She didn't let us down. Virtually every number — every number — was received with rousing applause and dotted here and there by standing ovations (especially by the spike-haired enthusiast in front of me). It was back-and-forth love tennis all night.
Lured by this unsinkable Circe, a steady grind of glamour rolled into the Palace: Shirley MacLaine (who'd played the place in 1976), Vincent D'Onofrio, authentic M-G-M royalty Arlene Dahl and husband Marc Rosen, twice-Tonyed Christine Ebersole and husband William Moloney, Mario Cantone (known for his hilarious Liza imitation), Tamara Tunie, "Ugly Betty's" John Urie, playwright Terrence McNally (who wrote The Rink for Liza and Chita), Tony winners Linda Lavin and Elaine Stritch and virtually every practicing theatrical scribe in New York, NY.
As for herself, a self-professed "shy girl," Liza Minnelli has shied away from this show-biz mecca for obvious, if unspoken, reasons. Truth to tell, she has played the Palace only once before (Dec. 1, 1999-Jan. 2, 2000), and then justifying it by invoking the family name. Minnelli on Minnelli gave her a chance to sing for her father and review his film work. Vincente Minnelli was the definitive music man of movies, despite the fact he could also do damn good dramas.
This time out, she reserves the first act for her own greatest hits, but she turns over a major portion of the second act to the music of her "fairy godmother," Kay Thompson, who more or less created "the M-G-M sound" for the Arthur Freed unit and thus was a person of considerable consequence to both of Liza's parents. Singer, dancer, actor, author, vocal coach, music arranger — Thompson's talent knew no limits. If you need a mental image to go with this, "Think Pink" — from "Funny Face."
A good part of the Thompson segment is a re-creation of Thompson's celebrated nightclub act with the four Williams brothers (including Andy, who had four years earlier been hired to dub Lauren Bacall's singing voice in "To Have and Have Not," and who later became a TV variety-show star). You had to be there — and Liza was, at age two, sitting in her father's lap, seeing the act from stage level a bit distortedly.
Liz Smith, a kindly chronicler of Minnelli's ups and downs and long-time friend, wore a mile-wide smile all evening from Row A in great seats that were tantamount to Liza Concentrate. Quipped Liz's assistant, Denis Ferrara: "I can see her tonsils."
Other contented Row A mates were Gavin Lee and his wife, Emily Harvey, who start rehearsing Jan. 25 in Chicago for their Mary Poppins tour. "I loved being that close," said Lee. "Fantastic! I loved the fact by the end she was dripping with sweat because of just the passion and energy she puts into it. And it's a three-hour show!"

▸ Dataset rows

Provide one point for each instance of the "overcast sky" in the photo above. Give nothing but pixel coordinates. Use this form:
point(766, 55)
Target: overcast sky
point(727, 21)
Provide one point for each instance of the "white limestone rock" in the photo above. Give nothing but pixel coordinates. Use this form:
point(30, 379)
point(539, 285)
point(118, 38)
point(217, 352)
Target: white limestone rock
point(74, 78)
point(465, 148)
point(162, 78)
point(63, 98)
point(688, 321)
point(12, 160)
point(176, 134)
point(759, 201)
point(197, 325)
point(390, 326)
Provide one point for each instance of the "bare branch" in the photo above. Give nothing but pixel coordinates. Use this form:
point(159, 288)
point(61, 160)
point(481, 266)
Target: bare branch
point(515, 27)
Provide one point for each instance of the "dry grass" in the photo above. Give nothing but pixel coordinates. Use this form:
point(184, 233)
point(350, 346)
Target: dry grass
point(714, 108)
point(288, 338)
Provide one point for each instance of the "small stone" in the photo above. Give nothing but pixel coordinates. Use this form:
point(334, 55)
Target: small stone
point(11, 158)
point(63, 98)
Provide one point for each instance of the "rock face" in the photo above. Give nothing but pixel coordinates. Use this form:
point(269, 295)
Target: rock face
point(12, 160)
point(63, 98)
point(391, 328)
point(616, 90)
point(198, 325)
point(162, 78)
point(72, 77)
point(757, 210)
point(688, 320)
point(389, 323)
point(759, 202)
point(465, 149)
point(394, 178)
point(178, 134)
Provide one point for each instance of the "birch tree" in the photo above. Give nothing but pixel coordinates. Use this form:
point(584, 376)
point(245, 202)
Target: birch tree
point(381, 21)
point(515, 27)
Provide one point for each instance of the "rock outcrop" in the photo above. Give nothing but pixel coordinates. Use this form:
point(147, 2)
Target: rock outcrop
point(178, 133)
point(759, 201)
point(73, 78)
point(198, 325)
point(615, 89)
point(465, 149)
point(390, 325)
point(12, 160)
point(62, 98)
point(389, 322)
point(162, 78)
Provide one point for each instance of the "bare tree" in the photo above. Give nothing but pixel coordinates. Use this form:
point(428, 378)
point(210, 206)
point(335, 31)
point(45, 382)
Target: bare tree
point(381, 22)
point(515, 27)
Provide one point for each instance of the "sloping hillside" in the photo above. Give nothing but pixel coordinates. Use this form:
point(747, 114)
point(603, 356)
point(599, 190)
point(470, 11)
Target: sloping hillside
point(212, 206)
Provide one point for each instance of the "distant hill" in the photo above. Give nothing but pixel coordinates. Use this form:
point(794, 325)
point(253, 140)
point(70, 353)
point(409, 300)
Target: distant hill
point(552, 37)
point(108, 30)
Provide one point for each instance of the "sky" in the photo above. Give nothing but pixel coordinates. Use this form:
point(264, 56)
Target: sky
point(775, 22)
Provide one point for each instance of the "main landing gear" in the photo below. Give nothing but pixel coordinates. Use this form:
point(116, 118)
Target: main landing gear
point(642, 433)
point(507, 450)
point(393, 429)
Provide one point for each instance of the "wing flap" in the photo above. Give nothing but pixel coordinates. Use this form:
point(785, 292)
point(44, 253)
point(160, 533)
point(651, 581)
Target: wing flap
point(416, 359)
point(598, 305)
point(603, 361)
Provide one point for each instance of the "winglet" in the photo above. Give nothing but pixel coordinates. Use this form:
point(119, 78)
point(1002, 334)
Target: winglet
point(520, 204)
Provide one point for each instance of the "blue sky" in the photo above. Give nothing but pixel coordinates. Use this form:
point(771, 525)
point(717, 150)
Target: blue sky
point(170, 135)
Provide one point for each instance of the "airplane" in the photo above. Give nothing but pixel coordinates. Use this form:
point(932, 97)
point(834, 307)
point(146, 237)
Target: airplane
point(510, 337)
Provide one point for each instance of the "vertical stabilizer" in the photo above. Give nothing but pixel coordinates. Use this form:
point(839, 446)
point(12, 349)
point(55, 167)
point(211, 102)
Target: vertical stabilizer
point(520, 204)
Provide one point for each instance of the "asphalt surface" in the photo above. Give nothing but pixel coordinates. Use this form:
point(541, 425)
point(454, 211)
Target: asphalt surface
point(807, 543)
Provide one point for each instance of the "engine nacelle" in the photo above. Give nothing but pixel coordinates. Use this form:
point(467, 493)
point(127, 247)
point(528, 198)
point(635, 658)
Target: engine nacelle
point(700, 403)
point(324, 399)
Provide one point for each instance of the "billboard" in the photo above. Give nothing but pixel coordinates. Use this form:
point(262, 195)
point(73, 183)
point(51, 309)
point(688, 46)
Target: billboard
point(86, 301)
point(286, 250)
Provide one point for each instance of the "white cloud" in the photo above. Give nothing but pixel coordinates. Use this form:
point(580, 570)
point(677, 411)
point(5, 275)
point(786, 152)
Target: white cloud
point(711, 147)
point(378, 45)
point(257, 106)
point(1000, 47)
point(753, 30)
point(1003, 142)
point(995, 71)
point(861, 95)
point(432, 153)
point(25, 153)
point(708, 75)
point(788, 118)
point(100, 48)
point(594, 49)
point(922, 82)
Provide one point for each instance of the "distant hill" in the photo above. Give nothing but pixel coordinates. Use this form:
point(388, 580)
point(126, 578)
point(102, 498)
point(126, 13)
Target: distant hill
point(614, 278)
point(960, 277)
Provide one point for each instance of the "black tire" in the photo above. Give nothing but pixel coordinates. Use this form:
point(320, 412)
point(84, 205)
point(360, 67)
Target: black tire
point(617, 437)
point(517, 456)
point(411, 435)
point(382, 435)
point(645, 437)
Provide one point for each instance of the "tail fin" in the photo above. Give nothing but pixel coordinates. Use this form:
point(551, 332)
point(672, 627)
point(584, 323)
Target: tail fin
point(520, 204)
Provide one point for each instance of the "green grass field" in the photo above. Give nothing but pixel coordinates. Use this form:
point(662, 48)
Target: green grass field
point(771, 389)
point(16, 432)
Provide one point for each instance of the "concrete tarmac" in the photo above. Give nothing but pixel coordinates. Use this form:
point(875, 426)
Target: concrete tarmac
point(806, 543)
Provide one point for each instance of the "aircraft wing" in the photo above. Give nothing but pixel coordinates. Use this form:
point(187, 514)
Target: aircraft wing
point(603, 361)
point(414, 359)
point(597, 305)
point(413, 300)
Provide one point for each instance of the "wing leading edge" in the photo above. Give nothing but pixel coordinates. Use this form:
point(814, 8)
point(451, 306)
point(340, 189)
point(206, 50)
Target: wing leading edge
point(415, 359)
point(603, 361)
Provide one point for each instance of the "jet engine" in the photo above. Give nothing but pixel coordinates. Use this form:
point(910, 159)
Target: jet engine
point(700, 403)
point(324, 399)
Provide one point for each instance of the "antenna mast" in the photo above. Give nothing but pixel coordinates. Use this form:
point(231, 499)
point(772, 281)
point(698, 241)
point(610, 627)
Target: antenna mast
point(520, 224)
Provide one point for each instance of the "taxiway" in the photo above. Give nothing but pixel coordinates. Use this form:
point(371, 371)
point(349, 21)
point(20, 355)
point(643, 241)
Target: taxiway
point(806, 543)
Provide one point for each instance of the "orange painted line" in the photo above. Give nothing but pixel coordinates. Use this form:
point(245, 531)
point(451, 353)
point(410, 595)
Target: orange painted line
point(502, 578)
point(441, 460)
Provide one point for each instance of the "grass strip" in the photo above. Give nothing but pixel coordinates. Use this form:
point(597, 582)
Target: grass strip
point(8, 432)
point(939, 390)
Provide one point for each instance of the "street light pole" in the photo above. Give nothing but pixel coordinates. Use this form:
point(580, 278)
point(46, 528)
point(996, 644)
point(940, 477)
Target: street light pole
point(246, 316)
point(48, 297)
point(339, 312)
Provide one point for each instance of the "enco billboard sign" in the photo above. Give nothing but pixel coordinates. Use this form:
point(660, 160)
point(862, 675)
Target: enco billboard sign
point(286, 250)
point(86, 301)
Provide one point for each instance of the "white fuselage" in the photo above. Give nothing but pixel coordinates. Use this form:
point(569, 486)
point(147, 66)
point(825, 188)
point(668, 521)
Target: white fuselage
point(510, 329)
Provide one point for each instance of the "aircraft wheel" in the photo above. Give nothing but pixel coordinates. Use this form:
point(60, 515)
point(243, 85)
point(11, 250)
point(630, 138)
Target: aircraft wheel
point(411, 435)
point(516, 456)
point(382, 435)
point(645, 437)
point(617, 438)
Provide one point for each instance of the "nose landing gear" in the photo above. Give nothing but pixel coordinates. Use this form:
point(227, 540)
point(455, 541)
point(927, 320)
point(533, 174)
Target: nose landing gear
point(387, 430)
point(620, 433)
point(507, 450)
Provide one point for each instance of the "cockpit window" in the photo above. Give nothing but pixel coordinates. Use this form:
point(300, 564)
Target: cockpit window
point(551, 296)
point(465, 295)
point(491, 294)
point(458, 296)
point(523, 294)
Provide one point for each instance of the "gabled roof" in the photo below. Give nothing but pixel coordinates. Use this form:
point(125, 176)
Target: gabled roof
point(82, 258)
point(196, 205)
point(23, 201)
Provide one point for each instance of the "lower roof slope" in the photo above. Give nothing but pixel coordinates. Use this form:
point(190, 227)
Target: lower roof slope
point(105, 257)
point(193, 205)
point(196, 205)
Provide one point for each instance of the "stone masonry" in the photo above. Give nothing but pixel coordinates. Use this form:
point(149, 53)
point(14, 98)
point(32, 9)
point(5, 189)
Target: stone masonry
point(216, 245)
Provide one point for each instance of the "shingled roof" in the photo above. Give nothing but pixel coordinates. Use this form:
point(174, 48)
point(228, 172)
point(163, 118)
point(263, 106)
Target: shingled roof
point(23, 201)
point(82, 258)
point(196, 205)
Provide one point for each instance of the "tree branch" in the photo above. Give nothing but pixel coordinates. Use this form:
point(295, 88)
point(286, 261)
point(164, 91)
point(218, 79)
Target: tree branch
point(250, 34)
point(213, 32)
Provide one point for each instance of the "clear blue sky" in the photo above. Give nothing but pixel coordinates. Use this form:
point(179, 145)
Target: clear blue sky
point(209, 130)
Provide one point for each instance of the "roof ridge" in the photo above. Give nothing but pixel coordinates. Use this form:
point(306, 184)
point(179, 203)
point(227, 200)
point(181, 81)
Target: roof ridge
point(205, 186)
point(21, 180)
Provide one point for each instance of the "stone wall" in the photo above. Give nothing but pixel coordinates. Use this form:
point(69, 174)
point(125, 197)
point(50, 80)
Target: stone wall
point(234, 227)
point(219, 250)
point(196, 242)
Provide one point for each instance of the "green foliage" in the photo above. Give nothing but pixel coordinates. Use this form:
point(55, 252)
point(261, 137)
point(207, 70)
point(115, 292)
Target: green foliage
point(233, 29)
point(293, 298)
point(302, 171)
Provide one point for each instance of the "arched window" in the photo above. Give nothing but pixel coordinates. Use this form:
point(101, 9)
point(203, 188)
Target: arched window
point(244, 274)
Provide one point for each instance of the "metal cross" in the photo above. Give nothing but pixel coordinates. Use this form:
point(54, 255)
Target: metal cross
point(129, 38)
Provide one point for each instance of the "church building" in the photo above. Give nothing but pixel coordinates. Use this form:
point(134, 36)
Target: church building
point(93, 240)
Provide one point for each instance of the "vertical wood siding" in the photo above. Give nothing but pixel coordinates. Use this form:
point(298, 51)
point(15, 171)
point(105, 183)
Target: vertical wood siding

▸ To do
#1 Print the stretch of the Liza Minnelli review from "Lured by this" through "New York, NY.".
#2 List the roles that the Liza Minnelli review names in describing Kay Thompson's talents.

▸ Answers to the problems
#1
Lured by this unsinkable Circe, a steady grind of glamour rolled into the Palace: Shirley MacLaine (who'd played the place in 1976), Vincent D'Onofrio, authentic M-G-M royalty Arlene Dahl and husband Marc Rosen, twice-Tonyed Christine Ebersole and husband William Moloney, Mario Cantone (known for his hilarious Liza imitation), Tamara Tunie, "Ugly Betty's" John Urie, playwright Terrence McNally (who wrote The Rink for Liza and Chita), Tony winners Linda Lavin and Elaine Stritch and virtually every practicing theatrical scribe in New York, NY.

#2
Singer
Dancer
Actor
Author
Vocal coach
Music arranger